**ENUNCIADO DEL EJERCICIO 1**
Del texto sobre los árboles de Béjar, transcribe literalmente el fragmento que empieza con las palabras que contienen "Llegarse a contemplar" y termina con "de mil brazos.".

Sin duda, esa fama y lo pintoresco de la celebración y el traje es lo que hace que de Béjar sean mucho más conocidos sus Hombres de Musgo que sus gigantes: un más que largo puñado de árboles monumentales que componen, entre todos, una colección que, por si sola, ya justificaría una visita a la ciudad. Dicen en la Oficina de Turismo que muchos japoneses vienen entusiasmados a saludar en persona a los cedros, pinsapos, secuoyas o magnolios bejaranos varias veces centenarios y talludos como catedrales, mientras que a los de aquí parece que semejantes joyas al menos de la botánica no nos dan ni frío ni calor. Pocas localidades podrán presumir de tener una colección de estos seres vivos ancestrales como la que tiene Béjar.

Llegarse a contemplar uno de los más espectaculares, conocido como Cedro o Pino de la Francesa, da pie, además, para un apetecible y fácil paseo entre robledales, prados y restos ferroviarios de la fenecida línea que recorría la Ruta de la Plata.

Sendero a la finca

El arranque del paseo está en la calle que desde la N-630 sube hasta el parque de Santa Ana. Allí, en torno a la ermita del mismo nombre, despunta ya algún ejemplo notable de árbol talludo que, sin embargo, nos parecerá un infante cuando regresemos a este mismo lugar al finalizar el circuito. Por detrás de la fuente de aspecto decimonónico que se levanta en uno de los laterales del parque parte el camino que irá faldeando el monte hasta la finca particular en cuyo interior se levanta este gigante de mil brazos.

Así, con el bosque que tapiza el Monte de la Cruz a mano izquierda y amenas vistas de Béjar y sus murallas por la derecha, se alcanza, tras el repecho más marcado de todo el recorrido, la finca de La Centena, el rellano en el que la tradición sitúa el lugar exacto del que partieron con sus atavíos los Hombres de Musgo a reconquistar la ciudad.

A partir de este punto, el camino se estrecha hasta convertirse en una senda encajonada por las espesuras del bosque, que queda siempre a la izquierda, y el largo muro de piedras que acota extensas praderas en las que pace el ganado. Sin mayores inconvenientes que salvar los varios arroyos que cruzan la senda en su descenso al valle, se llega hasta una cancela de madera en el mismo punto en el que la senda desemboca en una amplia pista forestal.

Siguiendo por esta unos metros hacia la derecha, algo en descenso, no tarda en aparecer el desvío que hay que tomar por la izquierda para plantarse ya ante la descomunal presencia de lo que es en realidad un cedro del Atlas, al que nadie sabe muy bien calcular la edad, aunque se le presupongan unos 120 o 130 años.

Lo que sí se sabe es que esta especie, descubierta en 1826 por el inglés Philips Barker Webb en el Atlas de Marruecos, fue introducida en Europa en 1840 por el botánico francés Adrien Sénéclauze, que realizó las primeras plantaciones en Francia. Se cree también que este de Béjar debió de ser plantado donde está, formando parte de los jardines de la Finca de la Francesa, más o menos en la misma época que las monumentales coníferas del jardín de El Bosque de Béjar. Y dado que esta finca perteneció a uno de los ingenieros que en 1894 trabajaron aquí en el tendido del ferrocarril, el francés Monsieur Papau, no sería nada raro que este fuera hijo de uno de aquellos primeros ejemplares de cedro del Atlas introducidos en Europa. Además de por sus medidas 28 metros de alto y 9 metros de perímetro en la parte central del tronco, sorprende tanto por la aparatosidad de su ramaje como por el buen estado de salud que presenta. Algo excepcional en un ejemplar de su talla y edad.

Extractos de un conjunto de datos de anotación de ubicaciones
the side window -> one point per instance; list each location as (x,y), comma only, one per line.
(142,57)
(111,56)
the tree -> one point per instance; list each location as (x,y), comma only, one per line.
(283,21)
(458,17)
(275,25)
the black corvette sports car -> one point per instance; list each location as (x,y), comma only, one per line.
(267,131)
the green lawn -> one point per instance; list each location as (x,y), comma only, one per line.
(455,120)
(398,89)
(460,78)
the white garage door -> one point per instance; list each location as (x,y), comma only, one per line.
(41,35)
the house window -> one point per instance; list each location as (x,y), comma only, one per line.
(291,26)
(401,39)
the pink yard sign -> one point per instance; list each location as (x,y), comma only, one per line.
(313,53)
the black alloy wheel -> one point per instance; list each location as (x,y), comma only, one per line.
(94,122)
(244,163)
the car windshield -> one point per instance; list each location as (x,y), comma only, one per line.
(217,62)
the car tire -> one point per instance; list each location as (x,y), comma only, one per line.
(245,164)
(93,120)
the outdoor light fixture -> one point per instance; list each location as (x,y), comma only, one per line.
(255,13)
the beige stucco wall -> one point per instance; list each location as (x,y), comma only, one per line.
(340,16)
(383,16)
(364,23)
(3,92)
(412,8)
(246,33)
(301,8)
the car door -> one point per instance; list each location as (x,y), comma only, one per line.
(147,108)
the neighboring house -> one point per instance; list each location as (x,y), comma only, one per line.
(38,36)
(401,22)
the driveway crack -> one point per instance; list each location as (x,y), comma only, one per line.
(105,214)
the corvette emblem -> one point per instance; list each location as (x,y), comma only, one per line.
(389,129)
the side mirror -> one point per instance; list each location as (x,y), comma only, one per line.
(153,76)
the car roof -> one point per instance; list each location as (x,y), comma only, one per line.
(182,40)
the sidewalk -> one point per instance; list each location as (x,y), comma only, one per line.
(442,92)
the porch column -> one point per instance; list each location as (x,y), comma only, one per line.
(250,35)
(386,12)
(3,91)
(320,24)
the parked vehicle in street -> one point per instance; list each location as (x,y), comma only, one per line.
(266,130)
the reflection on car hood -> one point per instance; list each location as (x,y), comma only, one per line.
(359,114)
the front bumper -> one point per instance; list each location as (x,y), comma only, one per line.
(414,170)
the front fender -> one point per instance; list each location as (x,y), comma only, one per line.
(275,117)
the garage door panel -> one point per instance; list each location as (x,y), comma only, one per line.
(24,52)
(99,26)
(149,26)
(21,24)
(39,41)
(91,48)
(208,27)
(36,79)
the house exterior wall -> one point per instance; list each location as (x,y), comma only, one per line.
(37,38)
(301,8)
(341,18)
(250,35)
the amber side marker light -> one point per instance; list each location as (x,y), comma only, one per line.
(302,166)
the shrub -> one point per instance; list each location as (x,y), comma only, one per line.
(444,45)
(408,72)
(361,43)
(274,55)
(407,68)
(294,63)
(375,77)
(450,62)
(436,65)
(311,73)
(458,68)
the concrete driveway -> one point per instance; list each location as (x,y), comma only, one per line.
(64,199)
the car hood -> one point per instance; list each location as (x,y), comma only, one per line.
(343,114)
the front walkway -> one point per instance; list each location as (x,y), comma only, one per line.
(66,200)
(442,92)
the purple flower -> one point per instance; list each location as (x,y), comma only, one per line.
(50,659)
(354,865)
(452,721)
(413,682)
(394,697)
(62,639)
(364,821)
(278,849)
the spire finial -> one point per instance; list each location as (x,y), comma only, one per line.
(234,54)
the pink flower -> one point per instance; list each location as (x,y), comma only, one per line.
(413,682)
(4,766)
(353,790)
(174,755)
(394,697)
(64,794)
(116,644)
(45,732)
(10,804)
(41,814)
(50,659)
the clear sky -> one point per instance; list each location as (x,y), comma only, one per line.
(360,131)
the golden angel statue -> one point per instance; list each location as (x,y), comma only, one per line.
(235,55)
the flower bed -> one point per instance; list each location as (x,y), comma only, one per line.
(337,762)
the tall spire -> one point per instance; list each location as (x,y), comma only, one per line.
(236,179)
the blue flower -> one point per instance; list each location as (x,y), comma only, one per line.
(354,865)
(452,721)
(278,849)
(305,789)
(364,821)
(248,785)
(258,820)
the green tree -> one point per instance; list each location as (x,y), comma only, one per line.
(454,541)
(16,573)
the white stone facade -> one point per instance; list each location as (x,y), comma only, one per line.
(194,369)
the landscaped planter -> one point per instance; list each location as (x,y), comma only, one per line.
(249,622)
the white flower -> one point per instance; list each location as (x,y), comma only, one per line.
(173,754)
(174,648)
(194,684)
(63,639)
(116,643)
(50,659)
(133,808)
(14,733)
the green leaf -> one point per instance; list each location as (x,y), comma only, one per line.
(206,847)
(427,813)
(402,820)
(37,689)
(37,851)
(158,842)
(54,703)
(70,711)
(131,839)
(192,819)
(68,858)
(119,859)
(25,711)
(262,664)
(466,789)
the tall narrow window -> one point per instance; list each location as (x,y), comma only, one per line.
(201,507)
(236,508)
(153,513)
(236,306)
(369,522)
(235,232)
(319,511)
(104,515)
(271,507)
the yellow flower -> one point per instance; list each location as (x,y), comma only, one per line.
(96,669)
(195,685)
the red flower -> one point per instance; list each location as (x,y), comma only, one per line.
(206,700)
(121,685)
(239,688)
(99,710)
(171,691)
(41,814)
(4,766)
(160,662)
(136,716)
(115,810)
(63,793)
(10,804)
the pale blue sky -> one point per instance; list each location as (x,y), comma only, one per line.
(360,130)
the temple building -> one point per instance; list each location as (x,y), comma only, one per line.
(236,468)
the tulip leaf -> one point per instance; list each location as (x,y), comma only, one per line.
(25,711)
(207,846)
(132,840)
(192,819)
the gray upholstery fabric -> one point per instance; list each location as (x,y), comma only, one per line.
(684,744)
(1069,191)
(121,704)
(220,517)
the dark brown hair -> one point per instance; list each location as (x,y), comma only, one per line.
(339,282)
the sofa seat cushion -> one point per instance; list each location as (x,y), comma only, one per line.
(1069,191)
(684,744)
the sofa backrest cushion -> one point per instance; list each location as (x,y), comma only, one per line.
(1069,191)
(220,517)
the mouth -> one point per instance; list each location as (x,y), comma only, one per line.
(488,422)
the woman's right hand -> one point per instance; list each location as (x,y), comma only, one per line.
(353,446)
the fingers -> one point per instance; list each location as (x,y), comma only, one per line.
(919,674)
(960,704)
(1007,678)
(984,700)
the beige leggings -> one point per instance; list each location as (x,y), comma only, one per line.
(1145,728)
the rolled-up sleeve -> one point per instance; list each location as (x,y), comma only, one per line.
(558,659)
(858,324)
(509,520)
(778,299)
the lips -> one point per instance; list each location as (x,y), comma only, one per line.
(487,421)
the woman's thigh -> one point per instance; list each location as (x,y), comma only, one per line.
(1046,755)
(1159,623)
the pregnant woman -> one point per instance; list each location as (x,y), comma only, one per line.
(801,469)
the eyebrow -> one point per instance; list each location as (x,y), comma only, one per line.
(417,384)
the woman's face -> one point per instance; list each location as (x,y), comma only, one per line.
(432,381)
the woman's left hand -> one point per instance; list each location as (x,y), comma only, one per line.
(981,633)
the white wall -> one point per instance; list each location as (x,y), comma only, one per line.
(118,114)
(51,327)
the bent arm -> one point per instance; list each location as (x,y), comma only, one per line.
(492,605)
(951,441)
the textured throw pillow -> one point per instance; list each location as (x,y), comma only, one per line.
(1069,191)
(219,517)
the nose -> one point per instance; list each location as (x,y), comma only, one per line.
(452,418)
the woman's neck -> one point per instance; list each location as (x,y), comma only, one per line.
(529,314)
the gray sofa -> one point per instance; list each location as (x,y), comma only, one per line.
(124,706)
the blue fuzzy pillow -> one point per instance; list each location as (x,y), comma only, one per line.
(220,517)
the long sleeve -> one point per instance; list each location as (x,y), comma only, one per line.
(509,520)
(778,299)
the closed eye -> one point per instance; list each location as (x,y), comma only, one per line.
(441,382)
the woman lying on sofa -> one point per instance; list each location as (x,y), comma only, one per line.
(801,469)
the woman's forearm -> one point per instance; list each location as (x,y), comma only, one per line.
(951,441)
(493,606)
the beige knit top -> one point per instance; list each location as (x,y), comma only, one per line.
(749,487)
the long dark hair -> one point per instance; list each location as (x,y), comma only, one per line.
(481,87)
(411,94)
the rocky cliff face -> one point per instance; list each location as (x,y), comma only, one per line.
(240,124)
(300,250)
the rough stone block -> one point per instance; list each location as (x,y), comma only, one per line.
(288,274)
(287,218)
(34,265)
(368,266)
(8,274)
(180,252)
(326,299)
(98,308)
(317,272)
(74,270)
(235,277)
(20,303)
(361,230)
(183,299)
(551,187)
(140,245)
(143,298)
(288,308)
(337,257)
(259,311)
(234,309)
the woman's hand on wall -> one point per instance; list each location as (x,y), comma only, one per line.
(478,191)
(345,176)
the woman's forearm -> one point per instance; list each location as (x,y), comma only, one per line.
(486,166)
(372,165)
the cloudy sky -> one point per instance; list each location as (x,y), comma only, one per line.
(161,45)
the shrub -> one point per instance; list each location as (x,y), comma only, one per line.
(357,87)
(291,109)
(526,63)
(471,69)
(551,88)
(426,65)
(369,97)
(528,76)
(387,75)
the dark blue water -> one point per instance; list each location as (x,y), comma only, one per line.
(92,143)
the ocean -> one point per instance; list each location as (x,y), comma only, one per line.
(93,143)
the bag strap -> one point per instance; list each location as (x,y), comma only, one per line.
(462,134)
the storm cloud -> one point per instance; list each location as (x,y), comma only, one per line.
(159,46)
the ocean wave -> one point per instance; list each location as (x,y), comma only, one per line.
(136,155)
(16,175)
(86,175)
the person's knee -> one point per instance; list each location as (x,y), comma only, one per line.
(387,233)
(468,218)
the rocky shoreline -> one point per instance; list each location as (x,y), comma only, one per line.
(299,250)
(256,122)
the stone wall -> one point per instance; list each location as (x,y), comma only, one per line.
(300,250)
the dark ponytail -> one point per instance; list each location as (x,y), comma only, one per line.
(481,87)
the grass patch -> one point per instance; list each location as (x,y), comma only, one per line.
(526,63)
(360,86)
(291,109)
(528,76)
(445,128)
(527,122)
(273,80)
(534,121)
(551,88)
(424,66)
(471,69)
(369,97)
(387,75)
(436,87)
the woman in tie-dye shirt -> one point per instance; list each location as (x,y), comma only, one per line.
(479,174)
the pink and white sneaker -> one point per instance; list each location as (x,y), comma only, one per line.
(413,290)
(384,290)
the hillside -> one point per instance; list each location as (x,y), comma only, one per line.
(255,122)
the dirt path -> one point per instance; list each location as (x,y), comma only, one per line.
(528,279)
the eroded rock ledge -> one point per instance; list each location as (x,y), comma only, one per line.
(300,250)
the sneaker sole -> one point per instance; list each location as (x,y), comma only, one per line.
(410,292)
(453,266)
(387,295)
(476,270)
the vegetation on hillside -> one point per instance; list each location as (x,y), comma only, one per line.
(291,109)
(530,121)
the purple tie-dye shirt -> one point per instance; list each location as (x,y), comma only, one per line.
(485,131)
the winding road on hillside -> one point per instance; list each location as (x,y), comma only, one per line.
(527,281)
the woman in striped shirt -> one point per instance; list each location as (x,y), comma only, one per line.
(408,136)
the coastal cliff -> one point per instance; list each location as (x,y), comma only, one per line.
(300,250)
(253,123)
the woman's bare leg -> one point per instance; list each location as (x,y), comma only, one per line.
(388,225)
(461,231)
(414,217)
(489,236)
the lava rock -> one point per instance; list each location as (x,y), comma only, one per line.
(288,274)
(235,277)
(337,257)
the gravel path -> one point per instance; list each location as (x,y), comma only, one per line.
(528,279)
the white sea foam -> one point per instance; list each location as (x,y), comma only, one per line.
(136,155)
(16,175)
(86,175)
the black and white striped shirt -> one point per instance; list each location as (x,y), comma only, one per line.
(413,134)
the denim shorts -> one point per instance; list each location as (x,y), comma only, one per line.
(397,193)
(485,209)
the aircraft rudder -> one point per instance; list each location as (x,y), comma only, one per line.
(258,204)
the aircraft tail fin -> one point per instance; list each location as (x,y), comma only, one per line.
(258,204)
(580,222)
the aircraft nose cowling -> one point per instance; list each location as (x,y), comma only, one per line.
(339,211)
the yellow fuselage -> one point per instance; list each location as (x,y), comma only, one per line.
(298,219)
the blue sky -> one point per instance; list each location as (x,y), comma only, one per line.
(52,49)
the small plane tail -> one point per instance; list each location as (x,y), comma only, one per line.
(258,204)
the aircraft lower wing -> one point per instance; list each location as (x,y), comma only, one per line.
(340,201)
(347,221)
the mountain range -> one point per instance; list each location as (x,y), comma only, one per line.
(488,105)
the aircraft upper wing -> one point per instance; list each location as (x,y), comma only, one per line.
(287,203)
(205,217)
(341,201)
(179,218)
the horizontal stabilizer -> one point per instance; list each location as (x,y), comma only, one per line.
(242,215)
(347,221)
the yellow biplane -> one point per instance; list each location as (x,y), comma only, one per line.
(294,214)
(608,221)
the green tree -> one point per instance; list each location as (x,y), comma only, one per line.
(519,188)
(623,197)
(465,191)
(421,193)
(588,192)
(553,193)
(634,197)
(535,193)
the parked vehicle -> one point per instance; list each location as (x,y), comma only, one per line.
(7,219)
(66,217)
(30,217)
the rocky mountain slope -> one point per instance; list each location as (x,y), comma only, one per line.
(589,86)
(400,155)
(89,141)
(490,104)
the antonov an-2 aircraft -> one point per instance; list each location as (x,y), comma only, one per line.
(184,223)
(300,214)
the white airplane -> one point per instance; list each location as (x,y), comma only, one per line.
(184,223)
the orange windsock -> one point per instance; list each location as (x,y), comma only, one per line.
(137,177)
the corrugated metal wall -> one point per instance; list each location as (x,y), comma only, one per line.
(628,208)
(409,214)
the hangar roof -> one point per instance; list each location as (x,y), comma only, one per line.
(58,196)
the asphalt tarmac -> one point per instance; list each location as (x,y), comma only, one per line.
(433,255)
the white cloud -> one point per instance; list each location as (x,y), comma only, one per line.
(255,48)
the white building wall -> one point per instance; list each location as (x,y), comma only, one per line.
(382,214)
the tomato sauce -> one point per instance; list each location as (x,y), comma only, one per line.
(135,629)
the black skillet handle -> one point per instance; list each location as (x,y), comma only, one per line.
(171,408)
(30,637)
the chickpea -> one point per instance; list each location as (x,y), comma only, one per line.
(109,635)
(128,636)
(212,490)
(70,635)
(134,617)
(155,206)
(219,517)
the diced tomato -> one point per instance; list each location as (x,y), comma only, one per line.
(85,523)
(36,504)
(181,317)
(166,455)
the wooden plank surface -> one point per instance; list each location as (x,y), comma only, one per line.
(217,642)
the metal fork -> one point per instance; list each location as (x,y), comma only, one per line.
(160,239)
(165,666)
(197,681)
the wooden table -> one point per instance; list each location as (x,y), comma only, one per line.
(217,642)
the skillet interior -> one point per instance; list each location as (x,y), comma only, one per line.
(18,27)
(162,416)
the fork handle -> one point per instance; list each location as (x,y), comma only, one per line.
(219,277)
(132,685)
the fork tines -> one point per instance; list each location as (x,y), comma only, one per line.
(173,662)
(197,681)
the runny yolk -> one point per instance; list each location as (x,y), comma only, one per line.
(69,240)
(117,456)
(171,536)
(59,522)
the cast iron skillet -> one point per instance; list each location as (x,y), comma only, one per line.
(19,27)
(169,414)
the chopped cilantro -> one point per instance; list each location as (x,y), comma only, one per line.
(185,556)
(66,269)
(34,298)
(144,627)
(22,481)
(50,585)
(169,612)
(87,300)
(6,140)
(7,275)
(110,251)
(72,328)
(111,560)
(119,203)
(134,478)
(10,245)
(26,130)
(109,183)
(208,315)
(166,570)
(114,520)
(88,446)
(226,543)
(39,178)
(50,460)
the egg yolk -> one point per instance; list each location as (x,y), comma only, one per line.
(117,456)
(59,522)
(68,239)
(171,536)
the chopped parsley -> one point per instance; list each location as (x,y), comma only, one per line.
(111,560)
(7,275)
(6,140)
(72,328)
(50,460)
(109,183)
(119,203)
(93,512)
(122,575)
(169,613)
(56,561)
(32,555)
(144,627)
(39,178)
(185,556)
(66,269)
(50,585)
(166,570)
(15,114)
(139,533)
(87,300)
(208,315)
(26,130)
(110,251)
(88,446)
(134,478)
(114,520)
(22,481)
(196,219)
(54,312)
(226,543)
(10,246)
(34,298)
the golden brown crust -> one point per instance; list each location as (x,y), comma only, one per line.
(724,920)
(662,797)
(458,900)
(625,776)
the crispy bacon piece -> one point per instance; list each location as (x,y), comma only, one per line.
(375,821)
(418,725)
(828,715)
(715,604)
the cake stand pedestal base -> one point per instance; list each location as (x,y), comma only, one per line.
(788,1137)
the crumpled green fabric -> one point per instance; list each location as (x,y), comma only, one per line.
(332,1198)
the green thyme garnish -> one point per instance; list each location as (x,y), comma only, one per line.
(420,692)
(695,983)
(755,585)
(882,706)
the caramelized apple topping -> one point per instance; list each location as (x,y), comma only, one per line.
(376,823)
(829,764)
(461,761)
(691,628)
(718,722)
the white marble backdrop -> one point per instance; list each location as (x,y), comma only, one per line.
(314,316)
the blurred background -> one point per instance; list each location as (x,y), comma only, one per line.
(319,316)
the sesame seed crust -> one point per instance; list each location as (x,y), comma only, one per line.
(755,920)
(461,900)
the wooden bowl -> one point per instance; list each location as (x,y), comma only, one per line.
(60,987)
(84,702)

**ENUNCIADO DEL EJERCICIO 2**
Enumera, copiándolas, todas las líneas de las entradas en las que aparezca la palabra "ocean", teniendo en cuenta mayúsculas y minúsculas.

**RESPUESTA COMPLETA 1**
Llegarse a contemplar uno de los más espectaculares, conocido como Cedro o Pino de la Francesa, da pie, además, para un apetecible y fácil paseo entre robledales, prados y restos ferroviarios de la fenecida línea que recorría la Ruta de la Plata.

Sendero a la finca

El arranque del paseo está en la calle que desde la N-630 sube hasta el parque de Santa Ana. Allí, en torno a la ermita del mismo nombre, despunta ya algún ejemplo notable de árbol talludo que, sin embargo, nos parecerá un infante cuando regresemos a este mismo lugar al finalizar el circuito. Por detrás de la fuente de aspecto decimonónico que se levanta en uno de los laterales del parque parte el camino que irá faldeando el monte hasta la finca particular en cuyo interior se levanta este gigante de mil brazos.

**RESPUESTA COMPLETA 2**
the ocean -> one point per instance; list each location as (x,y), comma only, one per line.
the ocean wave -> one point per instance; list each location as (x,y), comma only, one per line.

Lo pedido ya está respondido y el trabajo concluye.